Bilingualism, actually, offers a concrete example of how some social norms are established without the slightest rational reflection. Society usually considers monolingualism to be the norm, so that the performance of bilinguals is perceived as a deficit or an increment in relation to it. That is not merely convention. Bilingual children have an advantage in the executive functions, but this is never perceived as a deficit in monolinguals’ potential development. Curiously, the monolingual norm is not defined by its popularity; in fact, most children in the world grow up being exposed to more than one language. This is especially true in countries with large immigrant populations. In these homes, languages can be combined in all sorts of forms. As a boy, Bernardo Houssay (later awarded the Nobel Prize for Physiology) lived in Buenos Aires, Argentina (where the official language is Spanish) with his Italian grandparents. His parents spoke little of their parents’ language, and he and his brothers spoke none. So he believed that people, as they aged, turned into Italians.
Cognitive neuroscientific research has conclusively proven that, going against popular belief, the most important landmarks in language acquisition – the moment of comprehending the first words, the development of sentences, among others – are very similar in monolinguals and bilinguals. One of the few differences is that, during infancy, monolinguals have a bigger vocabulary. However, this effect disappears – and even reverts – when the words a bilingual can use in both languages are added to that vocabulary.
A second popular myth is that one shouldn’t mix languages and that each person should speak to a child always in the same language. That is not the case. Some studies in bilingualism are conducted with parents who each speak one language exclusively to their children, which is very typical in border regions, such as where Slovenia meets Italy. In other studies, in bilingual regions such as Quebec or Catalonia, both parents speak both languages. The developmental landmarks in these two situations are identical. And the reason why the babies don’t get confused by one person speaking two languages is because, in order to produce the phonemes of each language, they give gesticular indications – the way they move their mouths and face – of which language they are speaking. Let’s say that one makes a French or an Italian facial expression. These are easy clues for a baby to recognize.

__Listed records__.
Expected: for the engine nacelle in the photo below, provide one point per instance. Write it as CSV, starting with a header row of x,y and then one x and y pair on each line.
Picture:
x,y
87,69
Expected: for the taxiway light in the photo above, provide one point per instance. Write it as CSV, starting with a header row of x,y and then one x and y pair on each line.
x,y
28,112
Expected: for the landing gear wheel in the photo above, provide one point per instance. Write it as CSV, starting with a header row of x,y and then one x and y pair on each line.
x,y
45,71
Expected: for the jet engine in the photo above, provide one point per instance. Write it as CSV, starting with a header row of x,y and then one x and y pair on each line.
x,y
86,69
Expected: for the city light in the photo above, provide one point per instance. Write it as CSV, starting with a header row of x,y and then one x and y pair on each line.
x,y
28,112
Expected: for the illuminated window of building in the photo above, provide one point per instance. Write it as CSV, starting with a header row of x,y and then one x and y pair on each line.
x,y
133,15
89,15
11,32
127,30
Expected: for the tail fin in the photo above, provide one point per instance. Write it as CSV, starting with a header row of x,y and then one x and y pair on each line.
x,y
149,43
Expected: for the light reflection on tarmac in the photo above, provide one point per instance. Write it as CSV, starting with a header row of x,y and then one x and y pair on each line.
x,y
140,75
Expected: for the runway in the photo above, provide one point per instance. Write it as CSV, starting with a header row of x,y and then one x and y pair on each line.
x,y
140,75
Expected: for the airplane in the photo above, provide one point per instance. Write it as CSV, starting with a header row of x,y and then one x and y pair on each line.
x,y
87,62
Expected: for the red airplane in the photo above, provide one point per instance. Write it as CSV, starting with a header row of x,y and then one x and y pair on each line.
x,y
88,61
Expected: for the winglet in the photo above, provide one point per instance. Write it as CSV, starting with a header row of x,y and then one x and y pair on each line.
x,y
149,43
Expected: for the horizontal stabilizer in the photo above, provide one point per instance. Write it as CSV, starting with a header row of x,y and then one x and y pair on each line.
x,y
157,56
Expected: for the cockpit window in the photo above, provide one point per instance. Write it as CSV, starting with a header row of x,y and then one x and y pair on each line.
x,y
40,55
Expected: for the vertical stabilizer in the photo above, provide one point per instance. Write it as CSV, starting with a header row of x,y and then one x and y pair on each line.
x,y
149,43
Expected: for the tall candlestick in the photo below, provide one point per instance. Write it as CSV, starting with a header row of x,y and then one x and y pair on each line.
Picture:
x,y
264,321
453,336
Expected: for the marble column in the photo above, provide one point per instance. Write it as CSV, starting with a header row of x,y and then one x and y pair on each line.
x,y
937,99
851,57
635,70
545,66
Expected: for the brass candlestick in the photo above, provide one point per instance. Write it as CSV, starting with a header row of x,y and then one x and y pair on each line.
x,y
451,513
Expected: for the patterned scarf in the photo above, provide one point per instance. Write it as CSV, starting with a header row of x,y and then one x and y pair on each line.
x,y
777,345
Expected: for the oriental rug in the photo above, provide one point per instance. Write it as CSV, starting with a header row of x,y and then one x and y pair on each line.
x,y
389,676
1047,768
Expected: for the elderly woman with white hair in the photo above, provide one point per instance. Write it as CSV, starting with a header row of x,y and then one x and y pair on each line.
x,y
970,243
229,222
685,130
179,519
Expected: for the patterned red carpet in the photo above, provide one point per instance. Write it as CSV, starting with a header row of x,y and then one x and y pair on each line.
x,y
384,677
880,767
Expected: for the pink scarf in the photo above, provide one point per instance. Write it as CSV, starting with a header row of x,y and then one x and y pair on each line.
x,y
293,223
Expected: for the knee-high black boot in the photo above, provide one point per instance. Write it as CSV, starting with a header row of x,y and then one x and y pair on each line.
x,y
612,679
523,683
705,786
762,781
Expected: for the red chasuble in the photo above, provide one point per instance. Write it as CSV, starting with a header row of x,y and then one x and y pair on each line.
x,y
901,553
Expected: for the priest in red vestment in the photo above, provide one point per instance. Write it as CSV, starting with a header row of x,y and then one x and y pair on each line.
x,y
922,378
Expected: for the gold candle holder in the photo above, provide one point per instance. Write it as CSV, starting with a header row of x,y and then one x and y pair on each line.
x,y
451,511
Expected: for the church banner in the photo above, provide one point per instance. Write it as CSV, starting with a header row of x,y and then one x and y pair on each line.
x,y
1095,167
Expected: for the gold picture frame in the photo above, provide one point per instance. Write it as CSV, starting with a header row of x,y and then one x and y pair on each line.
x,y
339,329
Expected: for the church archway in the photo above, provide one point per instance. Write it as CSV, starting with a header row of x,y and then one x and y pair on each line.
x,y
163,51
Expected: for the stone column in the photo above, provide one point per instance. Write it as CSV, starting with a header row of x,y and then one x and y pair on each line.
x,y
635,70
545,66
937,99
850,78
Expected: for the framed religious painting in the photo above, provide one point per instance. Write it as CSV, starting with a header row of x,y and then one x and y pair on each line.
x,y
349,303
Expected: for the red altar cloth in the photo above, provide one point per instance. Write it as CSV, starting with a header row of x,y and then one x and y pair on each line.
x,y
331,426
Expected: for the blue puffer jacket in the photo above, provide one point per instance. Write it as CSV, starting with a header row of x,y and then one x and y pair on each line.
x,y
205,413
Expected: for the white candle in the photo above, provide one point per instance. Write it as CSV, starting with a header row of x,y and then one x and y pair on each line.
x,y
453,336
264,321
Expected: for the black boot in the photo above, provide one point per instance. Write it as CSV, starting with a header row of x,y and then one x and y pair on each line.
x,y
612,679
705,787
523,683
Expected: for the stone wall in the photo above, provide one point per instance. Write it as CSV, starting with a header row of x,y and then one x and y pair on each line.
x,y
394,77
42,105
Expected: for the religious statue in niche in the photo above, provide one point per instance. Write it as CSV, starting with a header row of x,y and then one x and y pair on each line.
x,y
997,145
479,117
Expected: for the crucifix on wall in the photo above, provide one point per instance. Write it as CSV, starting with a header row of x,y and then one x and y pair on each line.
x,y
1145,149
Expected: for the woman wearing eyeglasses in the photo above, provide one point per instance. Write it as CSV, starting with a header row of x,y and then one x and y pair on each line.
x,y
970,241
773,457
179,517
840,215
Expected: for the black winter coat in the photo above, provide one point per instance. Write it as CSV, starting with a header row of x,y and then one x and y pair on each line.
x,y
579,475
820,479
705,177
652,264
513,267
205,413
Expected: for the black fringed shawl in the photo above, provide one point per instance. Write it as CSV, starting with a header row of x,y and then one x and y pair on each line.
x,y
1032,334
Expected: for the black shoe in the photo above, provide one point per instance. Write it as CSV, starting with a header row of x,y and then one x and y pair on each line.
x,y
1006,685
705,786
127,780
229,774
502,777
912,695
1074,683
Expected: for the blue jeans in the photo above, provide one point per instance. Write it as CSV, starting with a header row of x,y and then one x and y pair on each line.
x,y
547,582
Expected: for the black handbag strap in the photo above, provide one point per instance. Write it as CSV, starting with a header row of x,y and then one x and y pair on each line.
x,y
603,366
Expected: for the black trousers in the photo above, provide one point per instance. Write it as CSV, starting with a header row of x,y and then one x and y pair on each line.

__Task instructions__.
A – Summarize the passage on bilingualism in three sentences.
B – Transcribe the passage on bilingualism from "A second popular" up to and including "baby to recognize.".
The records above play no part in this exercise.

__Worked solutions__.
A – Society treats monolingualism as the norm, although most children in the world grow up exposed to more than one language. Research shows that the main landmarks of language acquisition, such as comprehending the first words and developing sentences, are very similar in monolinguals and bilinguals, and the larger vocabulary of monolingual infants disappears and even reverts once a bilingual's words in both languages are counted. Contrary to the myth that each person should always speak to a child in the same language, children whose parents each speak one language and children whose parents both speak both languages reach identical developmental landmarks.

B –
A second popular myth is that one shouldn’t mix languages and that each person should speak to a child always in the same language. That is not the case. Some studies in bilingualism are conducted with parents who each speak one language exclusively to their children, which is very typical in border regions, such as where Slovenia meets Italy. In other studies, in bilingual regions such as Quebec or Catalonia, both parents speak both languages. The developmental landmarks in these two situations are identical. And the reason why the babies don’t get confused by one person speaking two languages is because, in order to produce the phonemes of each language, they give gesticular indications – the way they move their mouths and face – of which language they are speaking. Let’s say that one makes a French or an Italian facial expression. These are easy clues for a baby to recognize.